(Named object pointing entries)

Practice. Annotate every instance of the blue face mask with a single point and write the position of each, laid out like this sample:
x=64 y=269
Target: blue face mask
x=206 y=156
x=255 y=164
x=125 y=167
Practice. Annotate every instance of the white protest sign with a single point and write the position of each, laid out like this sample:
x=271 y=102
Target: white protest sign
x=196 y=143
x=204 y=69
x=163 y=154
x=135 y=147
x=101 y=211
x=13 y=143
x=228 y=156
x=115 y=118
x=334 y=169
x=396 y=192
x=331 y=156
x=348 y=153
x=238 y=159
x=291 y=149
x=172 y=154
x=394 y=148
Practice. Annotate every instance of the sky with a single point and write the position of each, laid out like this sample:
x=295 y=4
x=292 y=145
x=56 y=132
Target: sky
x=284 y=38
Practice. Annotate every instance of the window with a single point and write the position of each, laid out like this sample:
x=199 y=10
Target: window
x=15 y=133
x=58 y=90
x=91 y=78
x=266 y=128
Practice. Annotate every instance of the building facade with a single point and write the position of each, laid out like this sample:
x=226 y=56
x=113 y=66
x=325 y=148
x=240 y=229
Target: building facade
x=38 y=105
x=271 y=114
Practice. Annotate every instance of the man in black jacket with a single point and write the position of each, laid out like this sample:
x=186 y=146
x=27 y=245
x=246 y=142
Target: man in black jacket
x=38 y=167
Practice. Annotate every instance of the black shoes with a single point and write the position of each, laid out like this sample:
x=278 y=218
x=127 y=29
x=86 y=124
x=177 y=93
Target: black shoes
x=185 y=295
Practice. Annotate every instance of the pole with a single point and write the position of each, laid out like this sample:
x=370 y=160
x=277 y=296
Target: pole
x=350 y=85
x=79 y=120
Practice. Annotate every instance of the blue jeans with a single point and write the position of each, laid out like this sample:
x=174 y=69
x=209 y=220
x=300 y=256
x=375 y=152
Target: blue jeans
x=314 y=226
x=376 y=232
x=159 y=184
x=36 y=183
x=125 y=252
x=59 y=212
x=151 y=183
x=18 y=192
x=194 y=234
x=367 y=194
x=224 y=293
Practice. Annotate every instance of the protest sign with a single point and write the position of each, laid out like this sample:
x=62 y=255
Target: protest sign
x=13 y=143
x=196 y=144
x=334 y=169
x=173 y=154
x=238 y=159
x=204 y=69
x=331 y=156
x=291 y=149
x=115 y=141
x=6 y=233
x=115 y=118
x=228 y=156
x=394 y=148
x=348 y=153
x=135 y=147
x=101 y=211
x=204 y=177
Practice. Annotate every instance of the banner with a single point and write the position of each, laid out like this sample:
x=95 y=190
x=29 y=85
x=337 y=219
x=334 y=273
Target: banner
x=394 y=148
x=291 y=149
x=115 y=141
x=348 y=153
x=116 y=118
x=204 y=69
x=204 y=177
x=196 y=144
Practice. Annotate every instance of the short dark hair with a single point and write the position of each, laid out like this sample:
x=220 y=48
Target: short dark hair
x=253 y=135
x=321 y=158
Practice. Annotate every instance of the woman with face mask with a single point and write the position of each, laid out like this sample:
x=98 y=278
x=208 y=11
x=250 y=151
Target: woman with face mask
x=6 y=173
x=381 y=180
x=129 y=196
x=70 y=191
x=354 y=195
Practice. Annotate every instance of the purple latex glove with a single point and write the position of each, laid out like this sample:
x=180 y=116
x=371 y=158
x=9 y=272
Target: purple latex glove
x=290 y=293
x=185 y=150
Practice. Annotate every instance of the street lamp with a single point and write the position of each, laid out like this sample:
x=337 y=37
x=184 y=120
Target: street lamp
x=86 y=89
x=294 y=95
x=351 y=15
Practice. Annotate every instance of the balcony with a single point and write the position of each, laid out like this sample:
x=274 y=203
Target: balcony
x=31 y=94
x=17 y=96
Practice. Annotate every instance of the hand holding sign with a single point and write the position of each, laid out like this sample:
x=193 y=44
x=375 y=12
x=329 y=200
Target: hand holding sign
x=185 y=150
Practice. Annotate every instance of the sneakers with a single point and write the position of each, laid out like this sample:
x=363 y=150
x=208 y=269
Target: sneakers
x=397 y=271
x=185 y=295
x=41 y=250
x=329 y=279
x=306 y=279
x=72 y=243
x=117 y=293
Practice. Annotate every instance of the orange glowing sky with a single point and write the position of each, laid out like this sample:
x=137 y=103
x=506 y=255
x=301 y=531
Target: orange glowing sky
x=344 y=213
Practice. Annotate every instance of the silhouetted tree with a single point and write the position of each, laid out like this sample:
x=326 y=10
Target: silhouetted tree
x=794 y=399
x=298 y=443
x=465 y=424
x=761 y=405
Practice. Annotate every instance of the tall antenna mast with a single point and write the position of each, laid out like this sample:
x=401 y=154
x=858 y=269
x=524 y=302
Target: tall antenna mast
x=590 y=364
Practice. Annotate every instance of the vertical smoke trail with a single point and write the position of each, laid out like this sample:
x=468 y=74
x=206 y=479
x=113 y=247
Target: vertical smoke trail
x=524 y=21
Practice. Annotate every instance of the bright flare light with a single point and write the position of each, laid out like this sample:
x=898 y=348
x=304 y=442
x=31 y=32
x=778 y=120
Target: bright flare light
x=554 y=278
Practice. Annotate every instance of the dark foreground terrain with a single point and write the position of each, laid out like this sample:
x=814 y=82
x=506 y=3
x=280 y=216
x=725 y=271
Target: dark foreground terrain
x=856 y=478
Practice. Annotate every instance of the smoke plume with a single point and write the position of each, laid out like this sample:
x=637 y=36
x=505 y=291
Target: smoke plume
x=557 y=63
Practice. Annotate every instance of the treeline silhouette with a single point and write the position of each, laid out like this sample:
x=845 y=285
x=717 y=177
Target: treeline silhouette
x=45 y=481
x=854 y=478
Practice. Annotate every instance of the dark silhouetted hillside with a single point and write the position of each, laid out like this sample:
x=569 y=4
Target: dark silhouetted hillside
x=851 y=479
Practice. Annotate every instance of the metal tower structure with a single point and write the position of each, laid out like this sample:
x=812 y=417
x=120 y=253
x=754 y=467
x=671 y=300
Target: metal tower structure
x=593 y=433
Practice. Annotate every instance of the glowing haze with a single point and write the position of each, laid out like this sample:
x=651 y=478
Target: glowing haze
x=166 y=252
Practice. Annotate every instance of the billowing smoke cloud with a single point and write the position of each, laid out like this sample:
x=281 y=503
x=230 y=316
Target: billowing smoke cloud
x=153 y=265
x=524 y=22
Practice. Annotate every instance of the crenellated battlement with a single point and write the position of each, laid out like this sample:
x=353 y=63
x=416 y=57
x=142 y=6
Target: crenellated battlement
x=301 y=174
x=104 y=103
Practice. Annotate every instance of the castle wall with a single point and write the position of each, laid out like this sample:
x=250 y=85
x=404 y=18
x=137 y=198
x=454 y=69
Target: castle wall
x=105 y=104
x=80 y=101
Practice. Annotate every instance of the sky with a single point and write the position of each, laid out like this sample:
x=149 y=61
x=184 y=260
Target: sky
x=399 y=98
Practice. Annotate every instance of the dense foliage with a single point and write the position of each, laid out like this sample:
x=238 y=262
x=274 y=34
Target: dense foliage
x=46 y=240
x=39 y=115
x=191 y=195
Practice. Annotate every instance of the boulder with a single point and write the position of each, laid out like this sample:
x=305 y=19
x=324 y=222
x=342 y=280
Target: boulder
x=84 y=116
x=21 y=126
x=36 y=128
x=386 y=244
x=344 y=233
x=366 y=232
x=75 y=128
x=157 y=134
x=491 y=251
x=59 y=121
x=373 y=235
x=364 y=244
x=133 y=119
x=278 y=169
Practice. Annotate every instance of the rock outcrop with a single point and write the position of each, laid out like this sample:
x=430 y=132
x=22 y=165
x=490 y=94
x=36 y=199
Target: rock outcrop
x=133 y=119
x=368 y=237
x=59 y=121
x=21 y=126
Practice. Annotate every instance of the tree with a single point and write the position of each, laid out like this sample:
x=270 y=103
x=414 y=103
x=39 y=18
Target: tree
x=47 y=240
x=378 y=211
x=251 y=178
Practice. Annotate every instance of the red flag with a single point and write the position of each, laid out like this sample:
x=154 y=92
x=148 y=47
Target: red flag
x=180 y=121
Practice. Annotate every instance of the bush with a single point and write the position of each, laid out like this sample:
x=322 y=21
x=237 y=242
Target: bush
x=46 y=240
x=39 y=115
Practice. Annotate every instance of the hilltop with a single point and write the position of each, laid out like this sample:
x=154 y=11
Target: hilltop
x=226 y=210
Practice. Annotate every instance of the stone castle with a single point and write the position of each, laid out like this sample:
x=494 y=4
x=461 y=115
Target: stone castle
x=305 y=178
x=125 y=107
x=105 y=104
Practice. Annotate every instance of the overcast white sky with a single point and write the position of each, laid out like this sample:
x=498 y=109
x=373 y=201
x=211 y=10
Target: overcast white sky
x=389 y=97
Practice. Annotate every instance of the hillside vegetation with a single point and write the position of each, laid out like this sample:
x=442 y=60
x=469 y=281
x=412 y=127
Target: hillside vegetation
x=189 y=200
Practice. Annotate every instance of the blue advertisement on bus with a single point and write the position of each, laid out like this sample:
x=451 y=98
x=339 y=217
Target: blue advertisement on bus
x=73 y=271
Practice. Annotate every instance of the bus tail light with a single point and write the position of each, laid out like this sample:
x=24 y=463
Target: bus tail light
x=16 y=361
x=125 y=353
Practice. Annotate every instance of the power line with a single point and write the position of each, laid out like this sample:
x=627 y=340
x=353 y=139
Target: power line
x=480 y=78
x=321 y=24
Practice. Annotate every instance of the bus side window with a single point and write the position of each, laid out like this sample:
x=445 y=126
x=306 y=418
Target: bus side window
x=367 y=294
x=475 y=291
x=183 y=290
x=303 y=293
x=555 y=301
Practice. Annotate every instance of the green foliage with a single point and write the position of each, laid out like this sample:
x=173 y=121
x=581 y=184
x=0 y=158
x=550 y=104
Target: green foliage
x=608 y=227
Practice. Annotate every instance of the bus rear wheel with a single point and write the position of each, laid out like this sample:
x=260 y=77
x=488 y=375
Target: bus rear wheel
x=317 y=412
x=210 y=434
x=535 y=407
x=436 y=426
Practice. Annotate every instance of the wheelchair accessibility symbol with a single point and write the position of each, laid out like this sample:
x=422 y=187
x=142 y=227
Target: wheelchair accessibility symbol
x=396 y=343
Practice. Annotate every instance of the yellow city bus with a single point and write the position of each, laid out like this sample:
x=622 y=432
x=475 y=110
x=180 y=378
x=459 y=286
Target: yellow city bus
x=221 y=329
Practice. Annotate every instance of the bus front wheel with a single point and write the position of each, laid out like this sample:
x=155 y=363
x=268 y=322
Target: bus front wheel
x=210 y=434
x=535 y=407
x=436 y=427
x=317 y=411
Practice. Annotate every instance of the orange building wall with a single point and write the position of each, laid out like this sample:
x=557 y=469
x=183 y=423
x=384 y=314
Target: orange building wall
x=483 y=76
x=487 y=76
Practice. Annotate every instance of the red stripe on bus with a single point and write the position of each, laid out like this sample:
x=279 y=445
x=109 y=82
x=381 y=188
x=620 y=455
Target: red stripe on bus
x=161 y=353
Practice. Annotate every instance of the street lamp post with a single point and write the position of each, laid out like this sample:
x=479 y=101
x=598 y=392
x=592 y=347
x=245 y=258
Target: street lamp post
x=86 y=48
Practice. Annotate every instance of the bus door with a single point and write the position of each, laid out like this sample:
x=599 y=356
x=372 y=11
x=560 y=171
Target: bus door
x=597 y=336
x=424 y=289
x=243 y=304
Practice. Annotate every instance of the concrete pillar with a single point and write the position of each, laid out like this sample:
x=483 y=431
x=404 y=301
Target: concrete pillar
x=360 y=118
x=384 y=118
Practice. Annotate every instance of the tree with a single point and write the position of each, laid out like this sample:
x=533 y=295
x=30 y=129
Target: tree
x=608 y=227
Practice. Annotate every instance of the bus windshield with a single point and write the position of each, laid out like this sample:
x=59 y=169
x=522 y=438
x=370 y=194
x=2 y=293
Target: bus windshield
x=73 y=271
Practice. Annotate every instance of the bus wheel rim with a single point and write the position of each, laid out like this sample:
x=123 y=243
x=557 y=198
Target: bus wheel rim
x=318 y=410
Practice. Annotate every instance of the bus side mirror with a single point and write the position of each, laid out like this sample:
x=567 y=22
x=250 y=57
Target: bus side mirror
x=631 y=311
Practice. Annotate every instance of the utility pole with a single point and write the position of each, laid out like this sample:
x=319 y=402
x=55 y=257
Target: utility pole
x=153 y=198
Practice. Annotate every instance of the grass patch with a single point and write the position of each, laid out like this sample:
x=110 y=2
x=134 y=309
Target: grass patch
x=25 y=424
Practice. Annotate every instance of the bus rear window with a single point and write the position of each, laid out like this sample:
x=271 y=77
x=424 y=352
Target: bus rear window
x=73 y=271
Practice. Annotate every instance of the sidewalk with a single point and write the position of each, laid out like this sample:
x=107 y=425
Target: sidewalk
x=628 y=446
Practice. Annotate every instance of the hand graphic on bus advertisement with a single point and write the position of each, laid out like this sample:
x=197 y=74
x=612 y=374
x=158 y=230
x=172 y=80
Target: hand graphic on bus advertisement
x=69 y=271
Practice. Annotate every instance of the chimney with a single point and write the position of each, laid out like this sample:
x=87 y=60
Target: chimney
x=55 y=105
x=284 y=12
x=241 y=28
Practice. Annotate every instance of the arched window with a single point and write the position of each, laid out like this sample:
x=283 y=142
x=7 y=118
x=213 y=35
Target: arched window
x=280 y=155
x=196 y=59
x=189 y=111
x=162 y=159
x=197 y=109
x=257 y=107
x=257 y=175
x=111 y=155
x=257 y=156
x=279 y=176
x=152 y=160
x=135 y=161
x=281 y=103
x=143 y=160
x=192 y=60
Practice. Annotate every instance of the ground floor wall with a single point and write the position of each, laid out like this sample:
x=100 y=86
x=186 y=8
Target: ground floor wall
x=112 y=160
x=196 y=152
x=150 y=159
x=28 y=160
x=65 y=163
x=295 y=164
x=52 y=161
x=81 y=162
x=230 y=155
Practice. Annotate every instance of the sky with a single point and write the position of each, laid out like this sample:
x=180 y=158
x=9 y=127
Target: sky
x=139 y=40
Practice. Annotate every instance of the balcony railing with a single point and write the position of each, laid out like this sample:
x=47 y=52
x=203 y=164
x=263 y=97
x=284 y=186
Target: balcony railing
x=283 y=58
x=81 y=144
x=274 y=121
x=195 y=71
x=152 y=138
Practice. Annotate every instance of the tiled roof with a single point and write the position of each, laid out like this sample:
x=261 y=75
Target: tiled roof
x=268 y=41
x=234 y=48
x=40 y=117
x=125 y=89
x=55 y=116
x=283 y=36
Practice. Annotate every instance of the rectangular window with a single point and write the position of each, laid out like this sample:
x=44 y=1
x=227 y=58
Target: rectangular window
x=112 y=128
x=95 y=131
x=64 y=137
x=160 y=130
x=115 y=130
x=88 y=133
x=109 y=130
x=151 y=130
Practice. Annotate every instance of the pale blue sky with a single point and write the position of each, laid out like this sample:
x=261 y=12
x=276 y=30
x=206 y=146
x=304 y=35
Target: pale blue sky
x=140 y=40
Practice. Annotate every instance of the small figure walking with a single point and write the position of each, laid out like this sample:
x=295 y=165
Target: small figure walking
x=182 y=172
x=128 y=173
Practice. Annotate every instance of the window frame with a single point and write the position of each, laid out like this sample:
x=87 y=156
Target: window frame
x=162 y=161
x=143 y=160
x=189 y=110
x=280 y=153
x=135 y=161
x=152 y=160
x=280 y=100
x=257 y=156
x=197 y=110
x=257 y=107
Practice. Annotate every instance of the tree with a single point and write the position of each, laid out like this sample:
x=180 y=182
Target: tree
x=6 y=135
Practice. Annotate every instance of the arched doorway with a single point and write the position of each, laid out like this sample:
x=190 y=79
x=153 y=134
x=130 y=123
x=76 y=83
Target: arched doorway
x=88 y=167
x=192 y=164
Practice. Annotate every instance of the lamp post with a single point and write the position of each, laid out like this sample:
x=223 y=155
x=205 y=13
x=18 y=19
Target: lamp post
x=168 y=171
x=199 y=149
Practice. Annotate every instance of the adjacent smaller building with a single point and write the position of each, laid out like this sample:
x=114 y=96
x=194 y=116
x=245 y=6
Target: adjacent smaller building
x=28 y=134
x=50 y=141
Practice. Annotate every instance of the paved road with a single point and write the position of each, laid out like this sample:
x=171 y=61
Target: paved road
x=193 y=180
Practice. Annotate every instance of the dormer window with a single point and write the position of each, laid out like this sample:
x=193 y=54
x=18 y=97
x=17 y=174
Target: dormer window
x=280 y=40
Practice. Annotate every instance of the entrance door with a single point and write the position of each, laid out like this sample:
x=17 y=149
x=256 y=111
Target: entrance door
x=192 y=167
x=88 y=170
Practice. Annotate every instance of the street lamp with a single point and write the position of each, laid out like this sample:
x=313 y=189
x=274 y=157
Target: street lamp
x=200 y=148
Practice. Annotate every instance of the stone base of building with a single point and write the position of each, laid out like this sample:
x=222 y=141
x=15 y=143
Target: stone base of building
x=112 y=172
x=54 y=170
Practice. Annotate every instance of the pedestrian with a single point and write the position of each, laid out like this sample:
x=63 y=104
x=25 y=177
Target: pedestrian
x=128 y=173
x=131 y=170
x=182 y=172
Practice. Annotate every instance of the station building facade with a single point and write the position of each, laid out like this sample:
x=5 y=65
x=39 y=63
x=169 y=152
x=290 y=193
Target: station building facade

AIM OF THE TASK
Rewrite the material from the line with "Practice. Annotate every instance of the short" up to and including the line with "x=321 y=158", swapping "dark hair" for "gray hair" and leaving everything else unchanged. Return only those lines.

PROBLEM SOLUTION
Practice. Annotate every instance of the short gray hair with a single point and write the position of each, laid out like this sample:
x=220 y=48
Target: short gray hair
x=253 y=135
x=321 y=158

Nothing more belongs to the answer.